Task goal
Below are the entries; output exactly the lines from the one containing "Tag a single point on each instance of the blue sky" through the final line, inclusive.
- - - - - - -
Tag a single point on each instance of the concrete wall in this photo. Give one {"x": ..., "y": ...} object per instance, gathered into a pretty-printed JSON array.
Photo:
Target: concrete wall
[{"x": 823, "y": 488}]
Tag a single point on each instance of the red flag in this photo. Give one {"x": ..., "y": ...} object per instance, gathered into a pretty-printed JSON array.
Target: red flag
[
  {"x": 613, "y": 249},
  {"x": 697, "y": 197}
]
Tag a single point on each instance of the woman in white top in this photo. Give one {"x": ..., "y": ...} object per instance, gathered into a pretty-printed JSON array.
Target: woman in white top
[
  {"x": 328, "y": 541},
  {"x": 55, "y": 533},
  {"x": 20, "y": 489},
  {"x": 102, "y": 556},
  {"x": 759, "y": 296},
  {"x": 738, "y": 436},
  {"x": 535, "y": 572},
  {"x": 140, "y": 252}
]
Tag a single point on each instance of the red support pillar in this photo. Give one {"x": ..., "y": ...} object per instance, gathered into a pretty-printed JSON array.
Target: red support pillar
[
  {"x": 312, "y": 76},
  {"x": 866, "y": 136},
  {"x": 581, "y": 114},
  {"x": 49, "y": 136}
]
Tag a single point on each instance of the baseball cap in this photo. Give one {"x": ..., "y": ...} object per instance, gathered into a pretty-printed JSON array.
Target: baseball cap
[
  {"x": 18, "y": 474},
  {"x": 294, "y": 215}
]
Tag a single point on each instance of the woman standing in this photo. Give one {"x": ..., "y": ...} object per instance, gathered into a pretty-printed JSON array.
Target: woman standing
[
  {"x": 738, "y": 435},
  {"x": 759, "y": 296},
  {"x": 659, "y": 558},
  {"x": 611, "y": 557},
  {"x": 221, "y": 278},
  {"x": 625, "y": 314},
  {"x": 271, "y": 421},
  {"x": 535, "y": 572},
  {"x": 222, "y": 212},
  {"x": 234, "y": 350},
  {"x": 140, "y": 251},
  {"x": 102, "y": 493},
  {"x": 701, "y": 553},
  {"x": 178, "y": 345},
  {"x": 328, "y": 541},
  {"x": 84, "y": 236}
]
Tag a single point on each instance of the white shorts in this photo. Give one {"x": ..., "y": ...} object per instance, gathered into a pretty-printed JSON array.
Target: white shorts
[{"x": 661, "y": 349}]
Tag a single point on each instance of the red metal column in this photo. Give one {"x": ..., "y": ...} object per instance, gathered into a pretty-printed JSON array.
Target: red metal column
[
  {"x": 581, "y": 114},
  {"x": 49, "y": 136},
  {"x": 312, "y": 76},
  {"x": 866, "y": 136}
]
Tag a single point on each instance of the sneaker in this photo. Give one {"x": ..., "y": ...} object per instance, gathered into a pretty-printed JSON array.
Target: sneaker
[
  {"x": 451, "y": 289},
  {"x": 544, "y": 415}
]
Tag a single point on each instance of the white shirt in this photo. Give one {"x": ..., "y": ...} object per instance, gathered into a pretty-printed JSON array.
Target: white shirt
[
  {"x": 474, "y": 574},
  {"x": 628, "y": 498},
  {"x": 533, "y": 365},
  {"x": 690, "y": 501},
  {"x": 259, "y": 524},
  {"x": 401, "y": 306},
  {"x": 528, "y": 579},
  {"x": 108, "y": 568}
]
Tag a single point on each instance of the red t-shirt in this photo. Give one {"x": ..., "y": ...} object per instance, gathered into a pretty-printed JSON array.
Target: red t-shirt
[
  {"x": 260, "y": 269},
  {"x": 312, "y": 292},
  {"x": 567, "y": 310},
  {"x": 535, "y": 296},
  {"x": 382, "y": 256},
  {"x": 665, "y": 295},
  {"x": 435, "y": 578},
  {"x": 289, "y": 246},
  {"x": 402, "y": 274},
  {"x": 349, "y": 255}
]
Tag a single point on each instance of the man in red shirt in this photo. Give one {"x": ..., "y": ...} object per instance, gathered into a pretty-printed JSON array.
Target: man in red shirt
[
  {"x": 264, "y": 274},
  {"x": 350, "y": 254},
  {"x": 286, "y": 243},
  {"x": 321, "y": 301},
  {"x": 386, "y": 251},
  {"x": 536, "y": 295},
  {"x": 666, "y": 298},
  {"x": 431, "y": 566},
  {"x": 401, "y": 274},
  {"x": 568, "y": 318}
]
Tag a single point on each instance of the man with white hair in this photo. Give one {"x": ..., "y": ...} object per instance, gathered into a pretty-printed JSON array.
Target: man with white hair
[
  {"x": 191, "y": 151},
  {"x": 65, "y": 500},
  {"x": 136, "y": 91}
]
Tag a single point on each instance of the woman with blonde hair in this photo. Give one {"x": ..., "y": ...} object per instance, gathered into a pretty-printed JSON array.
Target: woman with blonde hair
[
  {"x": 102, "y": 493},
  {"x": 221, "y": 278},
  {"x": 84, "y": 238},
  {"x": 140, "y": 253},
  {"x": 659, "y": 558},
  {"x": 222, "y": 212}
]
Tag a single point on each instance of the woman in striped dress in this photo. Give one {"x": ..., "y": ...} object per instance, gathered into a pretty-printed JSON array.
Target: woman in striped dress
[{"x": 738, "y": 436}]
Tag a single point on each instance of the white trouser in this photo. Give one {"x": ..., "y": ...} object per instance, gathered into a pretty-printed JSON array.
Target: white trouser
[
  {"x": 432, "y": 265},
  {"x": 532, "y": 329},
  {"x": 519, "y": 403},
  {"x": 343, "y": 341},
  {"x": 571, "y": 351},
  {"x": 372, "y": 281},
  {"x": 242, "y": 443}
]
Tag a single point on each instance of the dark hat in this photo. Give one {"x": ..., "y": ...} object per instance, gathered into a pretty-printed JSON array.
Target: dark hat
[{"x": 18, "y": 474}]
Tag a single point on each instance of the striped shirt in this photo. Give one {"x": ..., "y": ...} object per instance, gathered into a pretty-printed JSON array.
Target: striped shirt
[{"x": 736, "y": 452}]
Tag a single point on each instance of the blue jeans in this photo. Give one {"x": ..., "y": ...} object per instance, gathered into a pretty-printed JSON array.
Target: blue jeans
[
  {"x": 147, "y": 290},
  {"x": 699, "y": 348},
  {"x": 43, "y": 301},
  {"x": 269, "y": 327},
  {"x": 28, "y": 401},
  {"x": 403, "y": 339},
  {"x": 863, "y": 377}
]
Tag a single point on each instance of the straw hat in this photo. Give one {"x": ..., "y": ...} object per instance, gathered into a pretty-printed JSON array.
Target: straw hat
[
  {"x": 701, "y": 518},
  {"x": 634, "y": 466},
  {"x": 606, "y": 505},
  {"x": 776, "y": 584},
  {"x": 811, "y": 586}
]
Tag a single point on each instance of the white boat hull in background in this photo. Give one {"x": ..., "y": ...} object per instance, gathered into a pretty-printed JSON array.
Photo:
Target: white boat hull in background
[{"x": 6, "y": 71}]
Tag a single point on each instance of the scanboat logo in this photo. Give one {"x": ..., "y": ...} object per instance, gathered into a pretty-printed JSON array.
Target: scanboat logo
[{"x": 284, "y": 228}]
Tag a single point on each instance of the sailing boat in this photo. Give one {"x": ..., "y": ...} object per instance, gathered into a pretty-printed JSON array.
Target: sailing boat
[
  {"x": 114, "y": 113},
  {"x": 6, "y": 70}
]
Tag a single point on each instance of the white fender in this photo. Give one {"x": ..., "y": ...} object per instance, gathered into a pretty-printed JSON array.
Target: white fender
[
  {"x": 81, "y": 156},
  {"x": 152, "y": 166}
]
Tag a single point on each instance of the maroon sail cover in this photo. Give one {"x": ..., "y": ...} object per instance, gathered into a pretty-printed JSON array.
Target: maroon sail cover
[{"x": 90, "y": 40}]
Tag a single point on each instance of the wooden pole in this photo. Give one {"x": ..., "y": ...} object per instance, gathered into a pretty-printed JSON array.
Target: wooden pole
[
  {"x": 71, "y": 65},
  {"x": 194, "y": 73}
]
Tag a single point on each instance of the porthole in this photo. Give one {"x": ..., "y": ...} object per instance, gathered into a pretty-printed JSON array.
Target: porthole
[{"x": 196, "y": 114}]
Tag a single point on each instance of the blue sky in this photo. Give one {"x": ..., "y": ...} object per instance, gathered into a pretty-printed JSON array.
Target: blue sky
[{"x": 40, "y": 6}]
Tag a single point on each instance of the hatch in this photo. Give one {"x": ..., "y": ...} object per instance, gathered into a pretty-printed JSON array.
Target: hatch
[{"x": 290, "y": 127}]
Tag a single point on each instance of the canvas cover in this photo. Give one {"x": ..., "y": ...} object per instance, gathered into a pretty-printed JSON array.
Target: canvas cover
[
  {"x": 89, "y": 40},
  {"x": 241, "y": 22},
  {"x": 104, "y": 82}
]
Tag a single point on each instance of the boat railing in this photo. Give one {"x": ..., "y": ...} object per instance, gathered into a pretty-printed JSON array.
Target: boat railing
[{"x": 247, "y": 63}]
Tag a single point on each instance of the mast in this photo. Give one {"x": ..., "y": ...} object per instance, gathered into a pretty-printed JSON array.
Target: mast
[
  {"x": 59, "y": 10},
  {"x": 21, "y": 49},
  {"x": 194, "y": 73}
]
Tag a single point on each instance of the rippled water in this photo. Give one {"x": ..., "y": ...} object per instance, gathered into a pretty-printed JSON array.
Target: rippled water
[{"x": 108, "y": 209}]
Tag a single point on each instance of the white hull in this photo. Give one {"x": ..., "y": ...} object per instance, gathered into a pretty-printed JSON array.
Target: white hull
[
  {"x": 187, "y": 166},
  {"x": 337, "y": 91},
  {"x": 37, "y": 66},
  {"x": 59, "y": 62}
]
- - - - - - -
The result
Tag a single point on each instance of the blue sky in this photo. Give one {"x": ..., "y": ...} object per instance, gathered into a pretty-printed JSON array.
Target: blue sky
[{"x": 40, "y": 6}]
Tag a single point on each instance of the hatch in this photo. Give one {"x": ..., "y": ...} object per instance, gathered into a pretty-printed JSON array.
Target: hatch
[{"x": 290, "y": 127}]
Tag a single point on each instance of the canvas cover in this photo. Give one {"x": ..., "y": ...} object per instance, gathered into a pretty-printed JSON array.
Target: canvas cover
[
  {"x": 89, "y": 40},
  {"x": 241, "y": 22},
  {"x": 104, "y": 82}
]
Tag a single point on each instance of the boat railing in this photo. Give one {"x": ..., "y": ...} object per instance, gathered into a pretty-printed JSON array.
Target: boat railing
[{"x": 247, "y": 63}]
Tag a single point on each instance of the mast in this photo. Give one {"x": ..., "y": ...} object per instance, gathered into a pretty-printed JSON array.
Target: mast
[
  {"x": 59, "y": 10},
  {"x": 21, "y": 49},
  {"x": 194, "y": 73}
]
Tag a single point on each instance of the rippled water in this photo. Give one {"x": ..., "y": ...} object per instance, gathered into a pretty-printed JSON array.
Target: rippled water
[{"x": 108, "y": 209}]
Tag a single point on each instance of the white hull in this photo. Give one {"x": ..., "y": ...} object per instance, gathered into a pretty-printed JSON array.
Target: white hull
[
  {"x": 187, "y": 166},
  {"x": 337, "y": 91},
  {"x": 37, "y": 66},
  {"x": 59, "y": 62}
]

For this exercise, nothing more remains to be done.